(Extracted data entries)
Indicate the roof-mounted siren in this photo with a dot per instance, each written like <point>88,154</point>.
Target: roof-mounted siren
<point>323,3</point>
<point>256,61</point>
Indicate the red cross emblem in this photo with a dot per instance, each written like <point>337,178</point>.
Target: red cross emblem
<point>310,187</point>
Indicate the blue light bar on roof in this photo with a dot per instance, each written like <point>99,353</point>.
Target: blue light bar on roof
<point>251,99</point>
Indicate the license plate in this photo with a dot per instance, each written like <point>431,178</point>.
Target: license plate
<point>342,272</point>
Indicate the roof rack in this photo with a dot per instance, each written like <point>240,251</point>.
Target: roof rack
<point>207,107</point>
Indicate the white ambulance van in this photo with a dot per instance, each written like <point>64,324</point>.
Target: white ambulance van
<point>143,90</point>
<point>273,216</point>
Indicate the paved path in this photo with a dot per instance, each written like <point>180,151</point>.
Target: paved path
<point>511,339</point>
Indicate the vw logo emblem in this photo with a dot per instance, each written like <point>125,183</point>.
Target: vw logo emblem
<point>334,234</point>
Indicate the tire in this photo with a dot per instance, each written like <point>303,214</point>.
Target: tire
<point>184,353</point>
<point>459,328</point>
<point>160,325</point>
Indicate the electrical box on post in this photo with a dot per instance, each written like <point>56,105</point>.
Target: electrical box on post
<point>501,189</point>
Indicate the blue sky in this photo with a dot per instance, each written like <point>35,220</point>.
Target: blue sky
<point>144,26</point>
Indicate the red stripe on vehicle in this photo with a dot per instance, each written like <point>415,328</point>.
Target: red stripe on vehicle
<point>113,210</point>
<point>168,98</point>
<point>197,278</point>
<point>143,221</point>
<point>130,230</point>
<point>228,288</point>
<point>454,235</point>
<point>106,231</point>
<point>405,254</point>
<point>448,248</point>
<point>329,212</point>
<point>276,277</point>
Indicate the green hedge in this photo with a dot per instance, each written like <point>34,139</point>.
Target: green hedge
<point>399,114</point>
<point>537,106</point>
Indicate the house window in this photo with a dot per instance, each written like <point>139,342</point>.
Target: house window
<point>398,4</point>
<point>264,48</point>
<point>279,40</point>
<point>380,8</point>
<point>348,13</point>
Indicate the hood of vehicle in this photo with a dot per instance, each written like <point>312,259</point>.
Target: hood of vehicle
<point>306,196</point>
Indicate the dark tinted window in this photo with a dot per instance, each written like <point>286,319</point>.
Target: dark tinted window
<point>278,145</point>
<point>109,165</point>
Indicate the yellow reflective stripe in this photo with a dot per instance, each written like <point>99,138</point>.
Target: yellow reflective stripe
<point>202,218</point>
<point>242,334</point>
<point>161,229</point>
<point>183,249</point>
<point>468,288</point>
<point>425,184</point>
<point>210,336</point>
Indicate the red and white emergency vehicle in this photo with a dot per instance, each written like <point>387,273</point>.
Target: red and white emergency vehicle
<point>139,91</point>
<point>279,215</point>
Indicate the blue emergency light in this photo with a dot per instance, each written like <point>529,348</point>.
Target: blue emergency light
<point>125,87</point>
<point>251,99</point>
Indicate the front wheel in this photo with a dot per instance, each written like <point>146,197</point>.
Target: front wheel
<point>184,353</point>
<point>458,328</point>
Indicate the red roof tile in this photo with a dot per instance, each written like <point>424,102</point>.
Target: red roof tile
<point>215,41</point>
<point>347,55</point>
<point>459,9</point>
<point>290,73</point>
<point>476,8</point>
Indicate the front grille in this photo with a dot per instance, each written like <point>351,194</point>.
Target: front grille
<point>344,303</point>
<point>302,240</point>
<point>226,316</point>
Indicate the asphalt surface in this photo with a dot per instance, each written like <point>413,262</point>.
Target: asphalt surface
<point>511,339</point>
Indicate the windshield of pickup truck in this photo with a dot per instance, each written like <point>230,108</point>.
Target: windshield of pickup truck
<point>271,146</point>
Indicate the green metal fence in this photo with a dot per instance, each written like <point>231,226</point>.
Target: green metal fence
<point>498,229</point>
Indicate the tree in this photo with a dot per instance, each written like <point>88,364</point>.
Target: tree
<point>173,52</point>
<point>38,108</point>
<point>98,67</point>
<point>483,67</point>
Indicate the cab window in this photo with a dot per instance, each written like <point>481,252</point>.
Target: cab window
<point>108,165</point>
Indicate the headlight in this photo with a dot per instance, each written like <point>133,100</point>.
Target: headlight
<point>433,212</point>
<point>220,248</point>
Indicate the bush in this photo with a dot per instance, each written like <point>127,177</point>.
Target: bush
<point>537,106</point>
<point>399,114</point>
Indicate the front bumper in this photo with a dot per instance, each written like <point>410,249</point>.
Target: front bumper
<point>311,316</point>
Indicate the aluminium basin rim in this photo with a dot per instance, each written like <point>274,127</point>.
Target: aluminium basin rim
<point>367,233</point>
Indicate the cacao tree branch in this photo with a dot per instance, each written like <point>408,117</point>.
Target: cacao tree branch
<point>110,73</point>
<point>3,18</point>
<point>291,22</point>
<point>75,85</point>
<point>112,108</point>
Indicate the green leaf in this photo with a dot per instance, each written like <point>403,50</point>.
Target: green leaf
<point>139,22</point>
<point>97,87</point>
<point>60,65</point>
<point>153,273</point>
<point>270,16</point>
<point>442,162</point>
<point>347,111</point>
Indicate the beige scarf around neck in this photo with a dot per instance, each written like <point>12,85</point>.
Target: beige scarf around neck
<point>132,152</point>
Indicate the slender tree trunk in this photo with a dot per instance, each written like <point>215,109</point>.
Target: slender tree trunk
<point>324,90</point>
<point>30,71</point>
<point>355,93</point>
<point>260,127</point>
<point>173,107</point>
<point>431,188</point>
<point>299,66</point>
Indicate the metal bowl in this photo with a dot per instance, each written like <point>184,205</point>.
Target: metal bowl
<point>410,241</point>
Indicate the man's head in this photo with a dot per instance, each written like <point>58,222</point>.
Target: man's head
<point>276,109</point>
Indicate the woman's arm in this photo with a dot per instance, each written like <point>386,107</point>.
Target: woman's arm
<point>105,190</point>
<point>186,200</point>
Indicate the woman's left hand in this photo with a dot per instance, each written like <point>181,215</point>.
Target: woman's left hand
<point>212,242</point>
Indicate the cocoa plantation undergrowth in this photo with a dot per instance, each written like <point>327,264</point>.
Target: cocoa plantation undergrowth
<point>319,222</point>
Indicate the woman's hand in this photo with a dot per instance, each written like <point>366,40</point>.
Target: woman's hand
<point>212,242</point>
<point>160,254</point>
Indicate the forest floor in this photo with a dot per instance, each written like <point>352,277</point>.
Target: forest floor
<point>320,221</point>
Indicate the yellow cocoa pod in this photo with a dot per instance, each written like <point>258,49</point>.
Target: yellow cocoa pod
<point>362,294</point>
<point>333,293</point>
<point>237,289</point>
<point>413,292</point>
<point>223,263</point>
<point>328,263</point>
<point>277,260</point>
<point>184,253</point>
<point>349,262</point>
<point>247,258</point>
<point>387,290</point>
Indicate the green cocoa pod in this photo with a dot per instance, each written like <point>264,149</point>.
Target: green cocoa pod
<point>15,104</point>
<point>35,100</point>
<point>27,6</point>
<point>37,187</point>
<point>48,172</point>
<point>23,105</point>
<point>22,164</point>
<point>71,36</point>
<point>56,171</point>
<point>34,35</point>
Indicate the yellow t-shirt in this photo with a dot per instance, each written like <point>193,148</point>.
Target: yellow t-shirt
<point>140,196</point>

#### Exercise
Repeat each entry above exactly as it appears.

#### Written solution
Indicate the roof-mounted siren in this photo with a dot per instance, each written like <point>88,154</point>.
Target: roof-mounted siren
<point>323,3</point>
<point>256,61</point>
Indicate the red cross emblem in this photo with a dot per instance, each written like <point>337,178</point>.
Target: red cross emblem
<point>310,187</point>
Indicate the blue light bar on roof in this photo with a dot per instance, each written like <point>99,353</point>.
Target: blue light bar on roof
<point>251,99</point>
Indicate the license plate in this photo with a dot per instance, each written like <point>431,178</point>.
Target: license plate
<point>342,272</point>
Indicate the roof rack in this photo with a dot per instance, each written like <point>240,251</point>.
Target: roof rack
<point>207,107</point>
Indicate the white ambulance van in this photo with a dot per instance, each written like <point>64,324</point>.
Target: white ambulance van
<point>143,90</point>
<point>273,216</point>
Indicate the paved path in this photo with a dot per instance, each written like <point>180,151</point>.
Target: paved path
<point>511,339</point>
Indicate the vw logo emblem in this photo with a dot per instance, each written like <point>125,183</point>.
Target: vw logo emblem
<point>334,234</point>
Indicate the tire in this photo with a dot per instance, each written like <point>303,214</point>.
Target: tire
<point>184,353</point>
<point>459,328</point>
<point>160,325</point>
Indicate the electrical box on post in this photo with a dot per instance, each written like <point>56,105</point>.
Target: electrical box on post
<point>501,189</point>
Indicate the blue sky in this photo with a dot per instance, each written like <point>35,220</point>.
Target: blue sky
<point>144,26</point>
Indicate the red stripe on vehicle in this photo with a dot per instance, each written like <point>415,328</point>.
Target: red stripe on vehicle
<point>113,210</point>
<point>168,98</point>
<point>197,278</point>
<point>143,221</point>
<point>130,230</point>
<point>228,288</point>
<point>454,235</point>
<point>106,231</point>
<point>405,254</point>
<point>448,248</point>
<point>329,212</point>
<point>276,277</point>
Indicate the green hedge in this photo with a dot per instance, each written like <point>34,139</point>.
Target: green hedge
<point>399,114</point>
<point>537,106</point>
Indicate the house window in this photo with a dot per instance, each written like <point>139,342</point>.
Target: house window
<point>398,4</point>
<point>264,48</point>
<point>279,40</point>
<point>380,8</point>
<point>348,13</point>
Indicate the hood of vehicle in this photo with a dot per instance, each written like <point>312,259</point>.
Target: hood of vehicle
<point>306,196</point>
Indicate the dark tinted window in this photo with a dot per instance, each written like <point>286,319</point>.
Target: dark tinted window
<point>278,145</point>
<point>109,165</point>
Indicate the yellow reflective stripe in this photo with a dot per instance, each written like <point>99,138</point>.
Target: yellow reflective stripe
<point>202,218</point>
<point>242,334</point>
<point>161,229</point>
<point>183,249</point>
<point>468,288</point>
<point>425,184</point>
<point>210,336</point>
Indicate the red and white emergency vehicle in this photo with a dot per instance, each written like <point>387,273</point>.
Target: red and white emergency vehicle
<point>139,91</point>
<point>279,215</point>
Indicate the blue emergency light in this photo with a dot per instance, each written like <point>529,348</point>.
Target: blue emergency light
<point>125,87</point>
<point>251,99</point>
Indicate the front wheel in this photo with a dot per instance, each written like <point>146,197</point>.
Target: front wheel
<point>184,353</point>
<point>458,328</point>
Indicate the red roof tile in this photo with a dot per instance, each written like <point>424,102</point>.
Target: red roof tile
<point>215,41</point>
<point>347,55</point>
<point>459,9</point>
<point>290,73</point>
<point>476,8</point>
Indicate the front grille in this photo with a dot per instance, each written like <point>351,194</point>.
Target: front grille
<point>344,303</point>
<point>302,240</point>
<point>226,316</point>
Indicate the asphalt surface in this photo with a dot per instance, each written like <point>413,262</point>.
Target: asphalt surface
<point>511,339</point>
Indicate the windshield of pickup truck in this photo with a dot per instance, each written like <point>230,108</point>.
Target: windshield of pickup truck
<point>271,146</point>
Indicate the green metal fence in this photo with a dot per instance, each written like <point>231,226</point>.
Target: green metal fence
<point>498,229</point>
Indicate the tree in this photo with a dot per instance, each written like <point>88,364</point>.
Target: tree
<point>173,52</point>
<point>38,108</point>
<point>98,67</point>
<point>483,67</point>
Indicate the cab window in this photo with a dot per instance, each written like <point>481,252</point>.
Target: cab window
<point>108,165</point>
Indicate the headlight in this photo with a dot per instance, each written like <point>133,100</point>.
Target: headlight
<point>433,212</point>
<point>220,248</point>
Indicate the bush in this photo with a dot per instance, each written like <point>127,177</point>.
Target: bush
<point>537,106</point>
<point>399,114</point>
Indicate the front bumper in this photo with a dot per instance, each written like <point>410,249</point>.
Target: front bumper
<point>311,316</point>
Indicate the aluminium basin rim in this photo with a dot per instance, each written like <point>274,127</point>.
Target: aluminium basin rim
<point>367,233</point>
Indicate the cacao tree branch in this photo with a dot per instance, each written like <point>408,117</point>.
Target: cacao tree branch
<point>110,73</point>
<point>3,18</point>
<point>291,22</point>
<point>75,85</point>
<point>112,108</point>
Indicate the green leaf in this photo with a dot per instance, each written like <point>403,50</point>.
Target: green leaf
<point>139,22</point>
<point>97,87</point>
<point>60,65</point>
<point>153,273</point>
<point>270,16</point>
<point>442,162</point>
<point>347,111</point>
Indicate the beige scarf around neck in this photo with a dot per instance, each written like <point>12,85</point>.
Target: beige scarf around neck
<point>132,152</point>
Indicate the slender tree trunk in this photo with a dot per instance, each written like <point>215,109</point>.
Target: slender tree trunk
<point>324,90</point>
<point>30,71</point>
<point>355,93</point>
<point>260,127</point>
<point>173,107</point>
<point>431,188</point>
<point>299,66</point>
Indicate the metal bowl in this photo with a dot per instance, each written like <point>184,205</point>.
Target: metal bowl
<point>410,241</point>
Indicate the man's head in this photo with a dot per instance, each written like <point>58,222</point>.
Target: man's head
<point>276,109</point>
Indicate the woman's arm in this photo with a dot per instance, each written like <point>386,107</point>.
Target: woman's arm
<point>105,190</point>
<point>186,200</point>
Indicate the woman's left hand in this photo with a dot per instance, each written like <point>181,215</point>.
Target: woman's left hand
<point>212,242</point>
Indicate the cocoa plantation undergrowth in this photo with a dot per instance, each written like <point>327,264</point>.
Target: cocoa plantation undergrowth
<point>319,222</point>
Indicate the woman's hand in this photo with a dot per instance, each written like <point>366,40</point>.
Target: woman's hand
<point>212,242</point>
<point>160,254</point>
Indicate the forest floor in this photo with a dot per instance, each written like <point>352,277</point>.
Target: forest floor
<point>320,221</point>
Indicate the yellow cocoa pod in this photo with a dot per instance, each written like <point>258,49</point>.
Target: yellow cocoa pod
<point>362,294</point>
<point>333,293</point>
<point>237,289</point>
<point>413,292</point>
<point>223,263</point>
<point>328,263</point>
<point>277,260</point>
<point>184,253</point>
<point>349,262</point>
<point>247,258</point>
<point>387,290</point>
Indicate the green cocoa pod in this photo with a dot per instance, each written like <point>264,149</point>.
Target: green cocoa pod
<point>15,104</point>
<point>35,100</point>
<point>27,6</point>
<point>37,187</point>
<point>48,172</point>
<point>23,105</point>
<point>22,164</point>
<point>71,36</point>
<point>56,171</point>
<point>34,35</point>
Indicate the yellow t-shirt in this photo with a dot per instance, each written like <point>193,148</point>.
Target: yellow t-shirt
<point>140,196</point>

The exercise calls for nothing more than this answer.